U.S. President Donald Trump’s former longtime personal attorney Michael Cohen returns to testify Wednesday before the House Intelligence Committee, one of several committees in the Democrat-led House that this week launched fresh investigations of the Trump administration.

Cohen made three appearances on Capitol Hill last week, speaking to the House and Senate intelligence committees in closed sessions and publicly testifying before the House Oversight Committee that Trump is a “con man” who directed him to cover up affairs with two women and who lied about his business efforts in Russia.

The heads of the House Intelligence, Foreign Affairs and Oversight committees made a joint request to the White House on Tuesday for records concerning any communications Trump had with Russian President Vladimir Putin, expressing concern about allegations Trump worked to conceal details of those interactions.

Separately, the House Judiciary Committee requested documents from 81 individuals as part of what chairman Jerrold Nadler called an “investigation into the alleged corruption, obstruction, and other abuses of power by President Trump, his associates, and members of his Administration.”

Trump assailed the investigations as “a big, fat, fishing expedition in search of a crime.

He contended that House Democrats “have gone stone cold CRAZY” and said letters looking for information were sent to “innocent people to harass them.”

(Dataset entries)

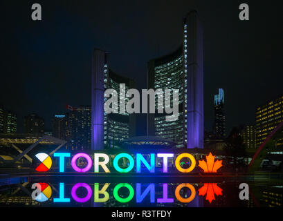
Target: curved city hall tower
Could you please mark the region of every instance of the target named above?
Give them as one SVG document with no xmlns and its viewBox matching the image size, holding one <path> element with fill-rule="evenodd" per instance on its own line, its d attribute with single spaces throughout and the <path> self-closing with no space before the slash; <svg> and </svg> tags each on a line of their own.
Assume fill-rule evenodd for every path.
<svg viewBox="0 0 283 221">
<path fill-rule="evenodd" d="M 95 49 L 91 73 L 91 149 L 118 148 L 125 139 L 136 134 L 136 116 L 129 113 L 104 114 L 104 93 L 115 89 L 120 97 L 120 84 L 125 90 L 134 88 L 134 81 L 117 75 L 109 68 L 109 54 Z M 125 99 L 125 102 L 129 98 Z M 120 99 L 118 99 L 118 104 Z M 118 104 L 119 109 L 119 104 Z"/>
<path fill-rule="evenodd" d="M 104 51 L 95 49 L 91 61 L 91 149 L 103 149 Z"/>
<path fill-rule="evenodd" d="M 177 147 L 203 148 L 203 28 L 197 11 L 183 18 L 183 44 L 174 52 L 148 63 L 148 88 L 179 89 L 179 115 L 165 121 L 148 114 L 147 134 L 176 142 Z"/>
</svg>

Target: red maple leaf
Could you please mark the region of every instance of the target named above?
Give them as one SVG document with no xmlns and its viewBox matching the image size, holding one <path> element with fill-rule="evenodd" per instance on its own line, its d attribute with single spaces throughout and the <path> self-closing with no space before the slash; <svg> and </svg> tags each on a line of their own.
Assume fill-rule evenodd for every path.
<svg viewBox="0 0 283 221">
<path fill-rule="evenodd" d="M 222 189 L 217 186 L 217 184 L 206 183 L 199 190 L 199 195 L 204 196 L 206 194 L 206 200 L 210 203 L 215 200 L 214 194 L 216 195 L 222 195 Z"/>
<path fill-rule="evenodd" d="M 217 170 L 222 166 L 222 160 L 214 162 L 215 156 L 211 153 L 206 157 L 206 162 L 203 160 L 199 160 L 199 166 L 201 167 L 204 173 L 217 173 Z"/>
</svg>

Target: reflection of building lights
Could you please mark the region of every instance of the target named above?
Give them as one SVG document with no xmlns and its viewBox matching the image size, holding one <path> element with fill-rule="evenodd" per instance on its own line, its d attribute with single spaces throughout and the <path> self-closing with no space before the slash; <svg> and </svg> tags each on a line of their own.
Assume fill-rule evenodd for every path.
<svg viewBox="0 0 283 221">
<path fill-rule="evenodd" d="M 46 186 L 48 186 L 47 184 L 45 184 Z M 127 183 L 120 183 L 116 184 L 114 188 L 113 189 L 113 197 L 110 197 L 110 192 L 107 191 L 109 187 L 110 186 L 110 183 L 105 183 L 103 185 L 99 183 L 94 183 L 94 189 L 93 191 L 91 187 L 91 184 L 88 184 L 86 183 L 77 183 L 75 184 L 71 189 L 71 195 L 73 199 L 77 202 L 84 203 L 89 201 L 93 193 L 94 193 L 94 202 L 107 202 L 109 199 L 114 198 L 119 202 L 121 203 L 126 203 L 131 200 L 132 200 L 134 195 L 135 191 L 132 186 L 132 185 L 127 184 Z M 168 186 L 170 184 L 170 186 Z M 100 186 L 102 186 L 101 189 L 100 189 Z M 47 198 L 50 198 L 51 196 L 52 189 L 50 187 L 48 191 L 46 193 L 44 193 L 46 195 Z M 54 202 L 70 202 L 70 198 L 66 198 L 65 196 L 64 192 L 64 183 L 60 183 L 59 186 L 59 198 L 53 198 Z M 86 195 L 83 198 L 80 198 L 77 195 L 77 189 L 83 187 L 86 190 Z M 147 198 L 147 196 L 150 197 L 150 203 L 154 203 L 156 202 L 156 184 L 148 184 L 147 186 L 142 190 L 142 185 L 140 183 L 136 183 L 136 203 L 141 203 L 144 200 Z M 171 195 L 169 195 L 170 193 L 172 191 L 169 191 L 168 187 L 172 188 L 170 184 L 163 183 L 162 184 L 162 197 L 158 198 L 157 203 L 173 203 L 174 202 L 174 199 L 172 198 Z M 182 196 L 182 189 L 184 188 L 188 188 L 190 191 L 190 194 L 189 196 L 185 195 L 185 198 Z M 121 193 L 119 194 L 119 191 L 120 189 L 127 189 L 128 193 L 127 196 L 121 195 Z M 112 189 L 110 189 L 110 191 Z M 199 195 L 205 196 L 206 194 L 206 200 L 208 200 L 210 203 L 212 202 L 212 200 L 215 200 L 214 194 L 216 195 L 222 195 L 222 189 L 217 186 L 216 183 L 205 183 L 203 186 L 201 186 L 199 190 Z M 193 201 L 196 197 L 196 189 L 194 186 L 189 183 L 183 183 L 179 184 L 174 191 L 174 195 L 177 201 L 181 203 L 189 203 Z M 157 192 L 157 194 L 159 195 L 159 191 Z M 171 193 L 172 194 L 172 193 Z M 171 195 L 170 194 L 170 195 Z M 44 202 L 42 200 L 42 202 Z"/>
<path fill-rule="evenodd" d="M 188 198 L 183 198 L 180 195 L 180 191 L 184 187 L 187 187 L 191 191 L 191 195 Z M 192 184 L 181 184 L 176 188 L 175 195 L 177 200 L 181 202 L 188 203 L 194 199 L 194 197 L 196 196 L 196 190 Z"/>
<path fill-rule="evenodd" d="M 180 160 L 184 157 L 188 157 L 191 161 L 191 166 L 189 168 L 183 169 L 180 166 Z M 180 172 L 189 173 L 194 169 L 194 166 L 196 166 L 196 160 L 194 156 L 190 153 L 181 153 L 176 158 L 175 166 L 177 170 Z"/>
<path fill-rule="evenodd" d="M 217 170 L 222 166 L 222 160 L 214 162 L 215 156 L 211 153 L 206 156 L 206 162 L 203 160 L 199 160 L 199 166 L 201 167 L 204 173 L 217 173 Z"/>
<path fill-rule="evenodd" d="M 77 195 L 76 191 L 80 187 L 84 187 L 86 189 L 87 194 L 84 198 L 80 198 Z M 91 186 L 89 186 L 88 184 L 84 183 L 78 183 L 73 186 L 71 194 L 72 195 L 73 199 L 77 202 L 85 202 L 91 198 L 92 191 Z"/>
<path fill-rule="evenodd" d="M 77 167 L 77 160 L 80 157 L 84 157 L 85 159 L 86 159 L 87 160 L 87 166 L 86 167 L 84 167 L 84 169 L 80 169 L 79 167 Z M 79 173 L 85 173 L 89 171 L 91 166 L 92 166 L 92 160 L 91 158 L 91 157 L 89 155 L 88 155 L 86 153 L 77 153 L 76 155 L 75 155 L 72 159 L 71 161 L 71 164 L 72 164 L 72 167 L 73 169 L 76 171 L 77 172 Z"/>
<path fill-rule="evenodd" d="M 129 192 L 129 195 L 125 198 L 122 198 L 118 193 L 119 189 L 122 187 L 126 187 Z M 114 196 L 115 199 L 116 199 L 117 201 L 122 203 L 128 202 L 129 201 L 130 201 L 134 198 L 134 189 L 129 184 L 118 184 L 114 187 L 114 189 L 113 190 L 113 195 Z"/>
<path fill-rule="evenodd" d="M 199 189 L 199 195 L 204 196 L 206 194 L 206 200 L 208 200 L 210 203 L 215 200 L 214 194 L 216 195 L 222 195 L 222 189 L 217 186 L 217 184 L 204 184 Z"/>
</svg>

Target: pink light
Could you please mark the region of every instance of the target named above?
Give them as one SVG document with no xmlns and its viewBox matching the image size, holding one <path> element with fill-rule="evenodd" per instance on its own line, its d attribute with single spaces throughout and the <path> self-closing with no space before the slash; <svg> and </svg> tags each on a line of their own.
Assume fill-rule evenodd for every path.
<svg viewBox="0 0 283 221">
<path fill-rule="evenodd" d="M 173 157 L 173 153 L 157 153 L 158 157 L 163 157 L 163 173 L 168 172 L 168 157 Z"/>
<path fill-rule="evenodd" d="M 77 189 L 80 187 L 84 187 L 86 189 L 86 191 L 87 191 L 86 195 L 83 198 L 80 198 L 77 197 L 77 193 L 76 193 Z M 77 202 L 85 202 L 91 198 L 92 191 L 91 191 L 91 186 L 89 186 L 88 184 L 85 183 L 78 183 L 73 186 L 71 193 L 72 195 L 73 198 Z"/>
<path fill-rule="evenodd" d="M 87 160 L 87 166 L 85 168 L 83 169 L 80 169 L 79 167 L 77 167 L 77 160 L 80 157 L 84 157 L 85 159 L 86 159 Z M 87 154 L 84 153 L 77 153 L 76 155 L 75 155 L 73 157 L 72 161 L 71 161 L 71 164 L 72 164 L 72 167 L 73 169 L 76 171 L 77 172 L 79 173 L 85 173 L 89 171 L 92 166 L 92 160 L 90 156 L 89 156 Z"/>
</svg>

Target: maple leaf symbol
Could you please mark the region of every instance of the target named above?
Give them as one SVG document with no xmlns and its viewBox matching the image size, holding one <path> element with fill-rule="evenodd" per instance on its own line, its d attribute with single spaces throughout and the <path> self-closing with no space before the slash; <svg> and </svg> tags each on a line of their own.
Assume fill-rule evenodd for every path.
<svg viewBox="0 0 283 221">
<path fill-rule="evenodd" d="M 210 203 L 215 200 L 216 195 L 222 195 L 222 189 L 217 186 L 217 184 L 204 184 L 199 190 L 199 195 L 204 196 L 206 194 L 206 200 Z"/>
<path fill-rule="evenodd" d="M 201 167 L 204 173 L 217 173 L 217 170 L 222 166 L 222 160 L 217 160 L 214 162 L 215 156 L 211 153 L 206 157 L 206 162 L 199 160 L 199 166 Z"/>
</svg>

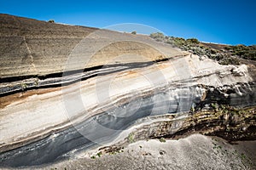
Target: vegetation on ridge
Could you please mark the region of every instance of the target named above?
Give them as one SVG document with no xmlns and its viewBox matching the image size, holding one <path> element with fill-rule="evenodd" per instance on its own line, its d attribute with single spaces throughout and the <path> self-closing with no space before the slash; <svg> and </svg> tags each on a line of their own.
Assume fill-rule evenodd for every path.
<svg viewBox="0 0 256 170">
<path fill-rule="evenodd" d="M 160 32 L 152 33 L 150 37 L 156 41 L 171 44 L 184 51 L 189 51 L 200 57 L 208 57 L 220 65 L 239 65 L 239 59 L 256 60 L 256 46 L 222 45 L 201 42 L 196 38 L 184 39 L 165 36 Z"/>
</svg>

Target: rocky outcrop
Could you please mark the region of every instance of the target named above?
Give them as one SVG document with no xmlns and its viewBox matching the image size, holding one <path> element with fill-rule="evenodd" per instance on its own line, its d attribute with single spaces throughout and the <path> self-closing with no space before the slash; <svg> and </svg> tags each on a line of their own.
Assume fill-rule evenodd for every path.
<svg viewBox="0 0 256 170">
<path fill-rule="evenodd" d="M 3 166 L 52 162 L 206 124 L 223 132 L 227 114 L 207 110 L 255 105 L 253 65 L 219 65 L 147 36 L 0 17 Z M 189 114 L 195 110 L 203 112 Z M 254 139 L 254 110 L 249 114 L 235 124 L 248 123 Z"/>
</svg>

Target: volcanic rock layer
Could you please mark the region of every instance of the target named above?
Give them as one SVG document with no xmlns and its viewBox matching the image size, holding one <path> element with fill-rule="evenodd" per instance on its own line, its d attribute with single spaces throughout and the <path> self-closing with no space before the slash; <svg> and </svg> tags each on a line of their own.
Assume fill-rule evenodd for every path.
<svg viewBox="0 0 256 170">
<path fill-rule="evenodd" d="M 227 114 L 189 112 L 256 103 L 253 65 L 221 65 L 142 35 L 6 14 L 0 26 L 1 166 L 217 127 Z M 246 116 L 235 124 L 255 138 L 254 109 Z"/>
</svg>

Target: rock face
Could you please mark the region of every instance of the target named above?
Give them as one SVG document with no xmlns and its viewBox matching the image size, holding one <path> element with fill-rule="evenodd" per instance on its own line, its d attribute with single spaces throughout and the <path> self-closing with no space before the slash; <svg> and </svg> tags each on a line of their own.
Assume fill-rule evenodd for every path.
<svg viewBox="0 0 256 170">
<path fill-rule="evenodd" d="M 222 65 L 147 36 L 0 18 L 2 166 L 175 136 L 204 126 L 207 114 L 197 122 L 190 110 L 255 105 L 253 65 Z M 218 125 L 218 116 L 208 117 L 210 127 Z M 246 120 L 236 123 L 250 127 L 254 139 L 253 107 Z"/>
</svg>

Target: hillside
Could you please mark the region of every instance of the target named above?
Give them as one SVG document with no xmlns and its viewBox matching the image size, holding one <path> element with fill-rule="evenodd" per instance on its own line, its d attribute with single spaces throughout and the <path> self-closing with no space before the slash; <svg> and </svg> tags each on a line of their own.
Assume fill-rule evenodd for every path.
<svg viewBox="0 0 256 170">
<path fill-rule="evenodd" d="M 110 167 L 117 165 L 117 156 L 107 155 L 125 149 L 122 162 L 136 163 L 120 168 L 134 169 L 129 166 L 143 166 L 136 162 L 142 157 L 131 154 L 137 144 L 148 147 L 137 153 L 153 156 L 143 159 L 149 160 L 148 169 L 160 163 L 154 161 L 161 159 L 159 155 L 166 156 L 160 163 L 166 169 L 170 162 L 197 165 L 198 159 L 186 154 L 178 157 L 186 162 L 175 162 L 170 153 L 184 150 L 224 160 L 217 167 L 215 161 L 201 161 L 203 169 L 256 167 L 255 46 L 134 35 L 8 14 L 0 14 L 0 168 L 104 169 L 108 160 Z M 213 144 L 205 135 L 222 139 Z M 195 136 L 207 146 L 183 142 L 197 143 Z M 154 144 L 156 139 L 175 147 L 169 150 L 167 144 L 160 144 L 150 149 L 145 144 Z M 253 140 L 250 149 L 244 148 L 247 140 Z M 237 141 L 239 153 L 230 156 L 235 149 L 226 143 Z M 157 151 L 162 146 L 166 150 Z M 84 156 L 99 160 L 85 167 L 70 164 L 83 164 Z"/>
</svg>

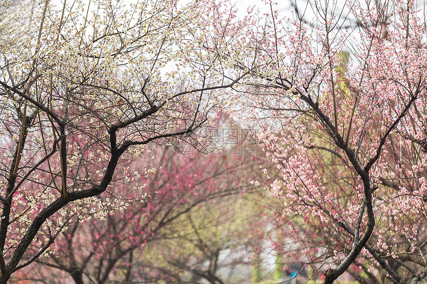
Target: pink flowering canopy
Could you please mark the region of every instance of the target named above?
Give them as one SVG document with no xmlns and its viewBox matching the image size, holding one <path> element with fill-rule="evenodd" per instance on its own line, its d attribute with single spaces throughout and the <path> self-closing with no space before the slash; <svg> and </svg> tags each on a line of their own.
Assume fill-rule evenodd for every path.
<svg viewBox="0 0 427 284">
<path fill-rule="evenodd" d="M 253 36 L 263 67 L 243 101 L 277 165 L 262 169 L 264 184 L 283 206 L 285 241 L 303 253 L 295 261 L 324 283 L 346 271 L 418 283 L 427 273 L 424 6 L 297 1 L 285 18 L 268 4 L 267 30 Z"/>
</svg>

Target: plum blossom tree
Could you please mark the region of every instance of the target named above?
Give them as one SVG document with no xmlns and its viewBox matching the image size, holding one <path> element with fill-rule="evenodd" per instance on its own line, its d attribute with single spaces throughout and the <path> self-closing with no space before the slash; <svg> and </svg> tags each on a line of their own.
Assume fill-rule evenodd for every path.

## CHECK YOUR UNDERSTANDING
1 - Summarize the article on the House investigations of Trump in two sentences.
2 - According to the article on the House investigations of Trump, from how many individuals did the House Judiciary Committee request documents?
3 - Carry on the article on the House investigations of Trump from the point where it ends.
These data were taken from another source.

## SET OF ANSWERS
1 - Michael Cohen, Donald Trump's former longtime personal attorney, returns Wednesday to testify before the House Intelligence Committee after three Capitol Hill appearances last week, as several Democrat-led House committees launch fresh investigations of the Trump administration, including a request for records of Trump's communications with Vladimir Putin and a Judiciary Committee request for documents from 81 individuals. Trump assailed the investigations as "a big, fat, fishing expedition in search of a crime" and said the letters were sent to "innocent people to harass them."

2 - The committee requested documents from 81 individuals.

3 -
On Twitter, he called the House Judiciary Committee investigation “the greatest overreach in the history of our Country. The Dems are obstructing justice and will not get anything done.”

“PRESIDENTIAL HARASSMENT!” he declared in a final, all-caps broadside. 

Later, Trump told reporters, “It’s a disgrace to our country,” saying Democrats have still not gotten over him winning the 2016 election. “They want to focus on nonsense.”

In announcing the Judiciary Committee probe, Nadler said, “Over the last several years, President Trump has evaded accountability for his near-daily attacks on our basic legal, ethical and constitutional rules and norms. Investigating these threats to the rule of law is an obligation of Congress.”

Trump has long denied wrongdoing involving his campaign’s links to Russia and during his presidency. Asked about the Nadler investigation on Monday, Trump replied, “I cooperate all the time with everybody. … You know the beautiful thing? No collusion. It’s all a hoax.” 

In a statement, White House press secretary Sarah Sanders said the Democrats launched the investigation “because they are terrified that their two-year false narrative of ‘Russia collusion’ is crumbling. Their intimidation and abuse of American citizens is shameful. Democrats are harassing the President to distract from their radical agenda of making America a socialist country, killing babies after they’re born, and pushing a ‘green new deal’ that would destroy jobs and bankrupt America.”

She said White House lawyers and “relevant White House officials” would review the Judiciary Committee’s demand for documents and “respond at the appropriate time.”

Aside from the White House, the panel sent its requests for documents to the Justice Department; senior campaign officials; the Trump Organization, the president’s global business empire; and his two oldest sons, Donald Trump Jr. and Eric Trump.

​Nadler said Sunday he believes the president has obstructed justice. He said Cohen, in his lengthy public testimony to Congress last week, “directly implicated the president in various crimes, both while seeking the office of president and while in the White House.”

“We don’t have the facts yet,” Nadler said. “But we’re going to initiate proper investigations.”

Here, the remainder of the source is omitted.